# OBJECTIVE
Reproduce all of the records below word for word, leaving out the pictures.

# EXERCISE INPUTS
----------------------------------------
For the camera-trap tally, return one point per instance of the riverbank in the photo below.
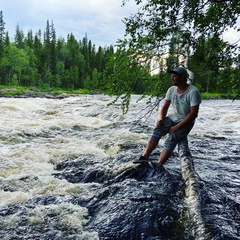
(20, 92)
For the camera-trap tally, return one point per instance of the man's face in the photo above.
(176, 79)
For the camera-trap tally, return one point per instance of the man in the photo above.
(185, 100)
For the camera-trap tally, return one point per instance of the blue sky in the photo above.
(101, 20)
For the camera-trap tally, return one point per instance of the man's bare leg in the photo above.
(164, 156)
(152, 144)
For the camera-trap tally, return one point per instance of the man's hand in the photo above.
(174, 129)
(159, 122)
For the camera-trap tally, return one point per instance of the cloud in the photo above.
(101, 20)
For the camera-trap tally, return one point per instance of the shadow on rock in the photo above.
(139, 203)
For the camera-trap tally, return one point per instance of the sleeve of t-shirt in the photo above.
(195, 98)
(169, 94)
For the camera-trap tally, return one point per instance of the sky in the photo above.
(100, 20)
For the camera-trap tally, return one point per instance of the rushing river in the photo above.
(66, 172)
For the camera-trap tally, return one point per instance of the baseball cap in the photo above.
(179, 70)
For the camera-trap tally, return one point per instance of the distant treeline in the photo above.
(43, 60)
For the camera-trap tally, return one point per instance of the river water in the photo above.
(39, 195)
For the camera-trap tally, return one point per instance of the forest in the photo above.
(44, 61)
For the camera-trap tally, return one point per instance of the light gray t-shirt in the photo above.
(181, 103)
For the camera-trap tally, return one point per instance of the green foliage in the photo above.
(42, 60)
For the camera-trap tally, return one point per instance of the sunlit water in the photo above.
(37, 134)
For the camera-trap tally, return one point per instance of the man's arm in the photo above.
(191, 116)
(163, 111)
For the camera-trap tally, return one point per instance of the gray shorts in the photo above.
----------------------------------------
# COMPLETED TASK
For the camera-trap tally, return one point per instance of the riverbank in the photo below.
(20, 92)
For the camera-trap tally, return one point per instance of the man's face in the photo above.
(176, 79)
For the camera-trap tally, return one point per instance of the man in the photo above.
(185, 100)
For the camera-trap tally, return one point per instance of the blue sky in the photo above.
(101, 20)
For the camera-trap tally, return one point per instance of the man's bare leg in the photo above.
(164, 156)
(152, 144)
For the camera-trap tally, return one point per instance of the man's hand in the photo above.
(174, 129)
(159, 122)
For the camera-trap tally, return one point per instance of the cloud in the photo above.
(101, 20)
For the camera-trap tally, return one point per instance of the shadow on rock in the photo above.
(139, 203)
For the camera-trap tally, return one point per instance of the sleeve of t-shirt in the photo above.
(195, 98)
(169, 94)
For the camera-trap tally, return one point per instance of the sky in the photo above.
(100, 20)
For the camera-trap tally, return one point per instance of the rushing river in the photo above.
(66, 172)
For the camera-trap tally, return one point per instance of the baseball cap in the photo above.
(179, 70)
For the camera-trap tally, return one point per instance of the distant treeline in the photo above.
(43, 60)
For the camera-trap tally, return one point per instance of the river water in the photo above.
(39, 195)
For the camera-trap tally, return one point per instance of the forest in the photo above.
(44, 61)
For the camera-trap tally, return one point per instance of the light gray t-shirt in the photo above.
(181, 103)
For the camera-trap tally, return one point per instance of the green foliage in the photo above.
(42, 60)
For the camera-trap tally, return one point per instance of the sunlit water in the photo above.
(37, 134)
For the camera-trap tally, return one point per instance of the man's arm in the photo above.
(191, 116)
(163, 111)
For the camera-trap tally, return one point per instance of the gray shorts in the photo above.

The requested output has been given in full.